## Begin
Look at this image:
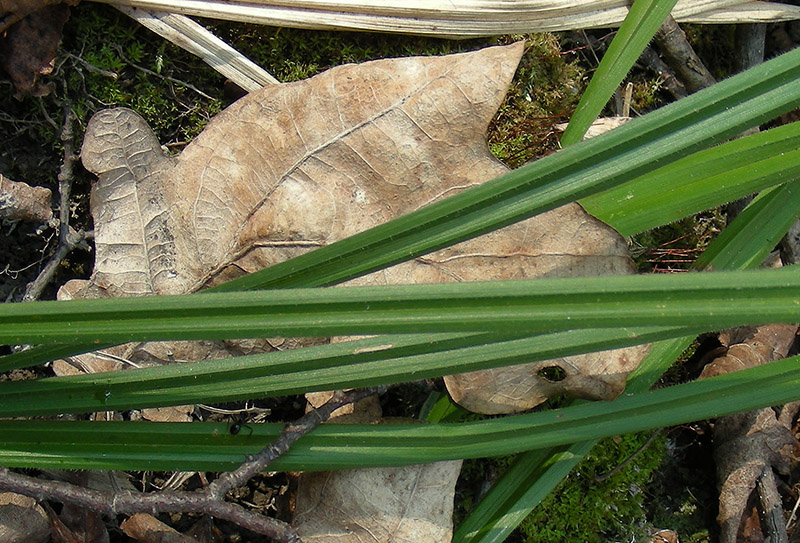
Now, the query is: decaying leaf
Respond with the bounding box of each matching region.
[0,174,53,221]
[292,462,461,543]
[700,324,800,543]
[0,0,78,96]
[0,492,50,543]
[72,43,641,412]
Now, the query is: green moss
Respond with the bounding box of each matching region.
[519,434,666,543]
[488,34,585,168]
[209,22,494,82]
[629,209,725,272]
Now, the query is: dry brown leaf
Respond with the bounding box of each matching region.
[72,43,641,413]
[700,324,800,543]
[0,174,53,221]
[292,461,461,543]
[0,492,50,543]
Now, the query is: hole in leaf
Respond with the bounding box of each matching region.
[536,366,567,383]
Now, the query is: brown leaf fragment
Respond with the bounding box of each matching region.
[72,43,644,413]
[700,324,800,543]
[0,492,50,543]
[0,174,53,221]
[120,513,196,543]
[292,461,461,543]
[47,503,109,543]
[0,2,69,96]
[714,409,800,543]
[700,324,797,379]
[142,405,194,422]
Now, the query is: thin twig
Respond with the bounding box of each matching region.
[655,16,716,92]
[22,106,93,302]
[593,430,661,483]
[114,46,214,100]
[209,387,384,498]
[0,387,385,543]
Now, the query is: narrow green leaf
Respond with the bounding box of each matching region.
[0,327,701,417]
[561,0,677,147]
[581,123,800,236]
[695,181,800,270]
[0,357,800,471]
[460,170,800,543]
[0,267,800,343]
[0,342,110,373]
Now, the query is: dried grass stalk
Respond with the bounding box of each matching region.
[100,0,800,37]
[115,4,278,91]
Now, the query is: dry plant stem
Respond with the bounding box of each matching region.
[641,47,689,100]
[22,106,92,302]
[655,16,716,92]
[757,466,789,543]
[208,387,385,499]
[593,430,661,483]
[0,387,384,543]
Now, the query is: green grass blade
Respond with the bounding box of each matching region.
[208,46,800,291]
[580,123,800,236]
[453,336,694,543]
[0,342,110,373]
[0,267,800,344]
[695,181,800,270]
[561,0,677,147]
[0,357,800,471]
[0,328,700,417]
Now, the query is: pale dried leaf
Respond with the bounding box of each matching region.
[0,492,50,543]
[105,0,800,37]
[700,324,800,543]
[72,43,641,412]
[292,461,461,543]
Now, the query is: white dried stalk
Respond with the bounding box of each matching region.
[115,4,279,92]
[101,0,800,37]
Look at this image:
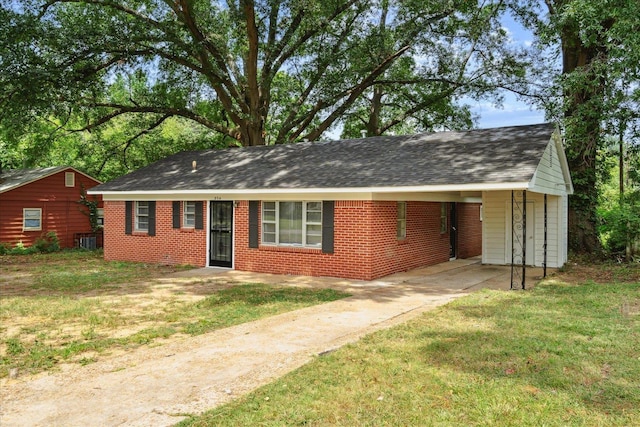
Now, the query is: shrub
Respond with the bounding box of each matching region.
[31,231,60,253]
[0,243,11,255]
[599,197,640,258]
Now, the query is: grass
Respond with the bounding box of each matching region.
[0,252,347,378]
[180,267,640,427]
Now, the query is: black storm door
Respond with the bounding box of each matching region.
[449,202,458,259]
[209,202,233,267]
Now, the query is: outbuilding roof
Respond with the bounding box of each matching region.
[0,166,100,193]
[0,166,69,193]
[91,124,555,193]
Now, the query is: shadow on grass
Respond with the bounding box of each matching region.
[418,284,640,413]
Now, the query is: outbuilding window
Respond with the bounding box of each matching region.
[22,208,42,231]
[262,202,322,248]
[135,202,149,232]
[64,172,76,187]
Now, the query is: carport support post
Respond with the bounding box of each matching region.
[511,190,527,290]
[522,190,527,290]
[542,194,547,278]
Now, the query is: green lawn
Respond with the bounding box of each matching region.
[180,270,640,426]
## End
- **To do**
Convert all of the entries above into a numbered list of their lines, leaving out blank lines and the pictures.

- **Solution for this exercise**
1. Look at this image:
2. Now, the query is: decaying leaf
3. Respond with the bounding box of each matching region.
4. [0,174,53,221]
5. [292,462,461,543]
6. [700,324,800,543]
7. [0,0,78,96]
8. [0,492,50,543]
9. [72,43,641,412]
10. Now, the query is: green moss
11. Respond with the bounding box of each matching region.
12. [519,434,666,543]
13. [488,34,585,168]
14. [209,22,494,82]
15. [629,209,725,272]
16. Now, the query is: dry brown leaf
17. Respond with the bounding box of each matching region.
18. [72,43,641,413]
19. [700,324,800,543]
20. [0,174,53,221]
21. [292,461,461,543]
22. [0,492,50,543]
23. Now, the query is: hole in leaf
24. Respond with the bounding box of each matching region.
25. [536,366,567,383]
26. Now, the query is: brown leaf fragment
27. Respond with the bounding box of each matching region.
28. [72,43,644,413]
29. [700,324,800,543]
30. [0,492,50,543]
31. [0,174,53,221]
32. [120,513,196,543]
33. [292,461,461,543]
34. [47,503,109,543]
35. [0,2,69,96]
36. [714,409,800,543]
37. [700,324,797,379]
38. [142,405,194,422]
39. Now, the query is: thin twig
40. Respond with the bounding box of each matching region.
41. [655,16,716,92]
42. [22,106,93,302]
43. [593,430,661,483]
44. [114,46,214,100]
45. [209,387,384,498]
46. [0,387,385,543]
47. Now, the query is: narrow green leaf
48. Respond with the bounding box of each matching region.
49. [0,327,701,417]
50. [561,0,677,147]
51. [581,123,800,236]
52. [695,181,800,270]
53. [0,357,800,471]
54. [460,170,800,543]
55. [0,267,800,343]
56. [0,342,110,373]
57. Now, the query is: dried grass stalk
58. Respond with the bounding box of each matching region.
59. [100,0,800,37]
60. [115,4,278,91]
61. Now, the query is: dry plant stem
62. Respond with the bounding box of each matching region.
63. [641,47,689,100]
64. [22,106,92,302]
65. [655,16,716,92]
66. [757,466,789,543]
67. [208,387,385,499]
68. [593,430,661,483]
69. [0,387,384,543]
70. Now, the query is: green grass blade
71. Respond with the bounding box of each matching region.
72. [208,46,800,291]
73. [580,123,800,236]
74. [453,336,694,543]
75. [0,342,110,373]
76. [0,267,800,344]
77. [695,181,800,270]
78. [561,0,677,147]
79. [0,357,800,471]
80. [0,328,700,417]
81. Now, the query is: pale dried leaf
82. Respond with the bounding box of each matching region.
83. [0,492,50,543]
84. [105,0,800,37]
85. [700,324,800,543]
86. [72,43,641,412]
87. [292,461,461,543]
88. Now, the query is: white dried stalk
89. Respond with the bounding box of each matching region.
90. [115,4,279,92]
91. [101,0,800,37]
92. Look at this image:
93. Now, the query is: shrub
94. Respond with the bounding box of each matching region.
95. [31,231,60,253]
96. [0,243,11,255]
97. [599,197,640,258]
98. Now, the query is: grass
99. Respond with the bounding box of each matching region.
100. [0,252,347,378]
101. [180,267,640,427]
102. Now, the query is: black storm door
103. Respond with the bounding box of each matching region.
104. [449,202,458,259]
105. [209,202,233,267]
106. Now, the query is: outbuilding roof
107. Respond with the bounding box of each matching region.
108. [0,166,100,193]
109. [0,166,69,193]
110. [91,124,555,193]
111. Now, the query is: shadow on grass
112. Respond with the bounding box of each matching region.
113. [418,284,640,413]
114. Now, the query is: outbuilding window
115. Respond with the bounding box of each matching region.
116. [22,208,42,231]
117. [262,202,322,248]
118. [135,202,149,232]
119. [64,172,76,187]
120. Now, the query is: carport support post
121. Respond with the bounding box of each matching region.
122. [511,190,527,290]
123. [522,190,527,290]
124. [542,194,547,278]
125. Now, the query is: green lawn
126. Respond with the bounding box of each matching region.
127. [180,270,640,426]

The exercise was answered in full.